◆ **DIRECTIONS FOR THIS TASK**:
Go through the records and give the number of lines that include "clicks", with nothing else.

◆ **DATASET CONTENT**:
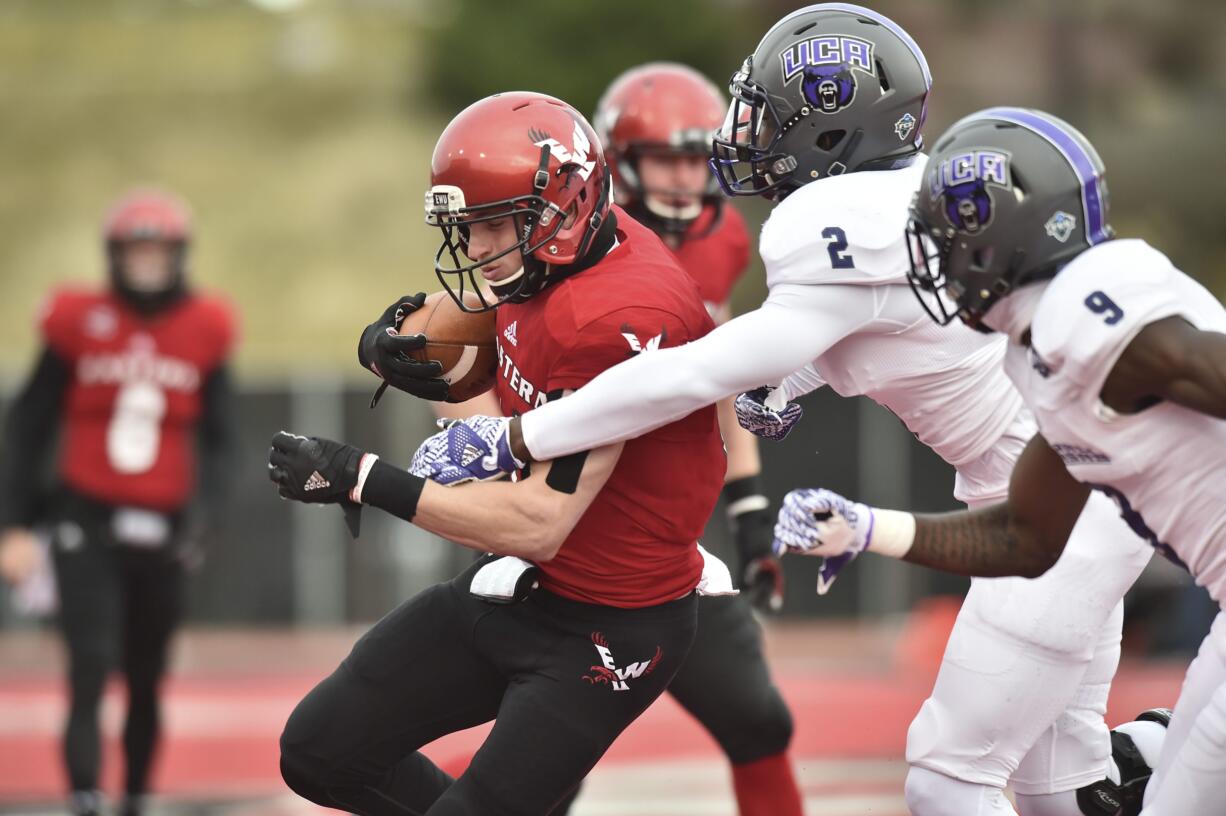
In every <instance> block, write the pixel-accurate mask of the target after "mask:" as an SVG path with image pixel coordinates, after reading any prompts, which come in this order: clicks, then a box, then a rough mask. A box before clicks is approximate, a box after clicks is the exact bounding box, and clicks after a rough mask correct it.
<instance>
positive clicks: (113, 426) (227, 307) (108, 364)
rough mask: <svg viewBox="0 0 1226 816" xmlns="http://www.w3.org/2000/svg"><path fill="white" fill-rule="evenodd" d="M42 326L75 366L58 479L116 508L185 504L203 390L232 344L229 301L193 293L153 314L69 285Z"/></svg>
mask: <svg viewBox="0 0 1226 816" xmlns="http://www.w3.org/2000/svg"><path fill="white" fill-rule="evenodd" d="M40 328H42V333H43V338H44V339H45V342H47V344H48V346H49V347H50V348H51V350H53V352H54V353H55V354H56V357H59V358H60V359H63V360H64V361H65V363H66V364H67V365H69V368H70V370H71V382H70V385H69V388H67V393H66V395H65V401H64V408H63V418H61V431H63V433H61V439H63V441H61V444H60V458H59V463H58V472H59V477H60V480H61V482H63V483H64V484H65V485H67V486H69V488H71V489H72V490H75V491H77V493H81V494H83V495H86V496H89V497H91V499H94V500H98V501H101V502H104V504H109V505H131V506H137V507H147V508H150V510H157V511H161V512H173V511H175V510H179V508H180V507H183V506H184V505H185V504H186V502H188V500H189V497H190V496H191V493H192V489H194V488H195V480H196V457H195V429H196V428H195V425H196V420H197V418H199V417H200V410H201V387H202V385H204V382H205V379H206V377H207V376H208V375H210V374H211V372H212V371H213V370H215V369H216V368H217V366H218V365H221V364H222V363H223V361H224V359H226V357H227V355H228V353H229V349H230V346H232V344H233V342H234V319H233V315H232V311H230V309H229V306H228V304H226V303H224V301H222V300H218V299H215V298H210V297H204V295H191V294H189V295H188V297H185V298H184V299H183V300H180V301H178V303H177V304H174V305H173V306H169V308H167V309H166V310H163V311H159V312H157V314H153V315H150V316H145V315H141V314H140V312H137V311H135V310H132V309H131V308H130V306H129V305H128V304H126V303H125V301H124V300H123V299H120V298H119V297H116V295H115V294H113V293H110V292H107V290H89V289H64V290H60V292H58V293H54V294H53V295H51V299H50V301H49V304H48V305H47V308H45V309H44V311H43V315H42V319H40Z"/></svg>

◆ **EXERCISE RESULT**:
2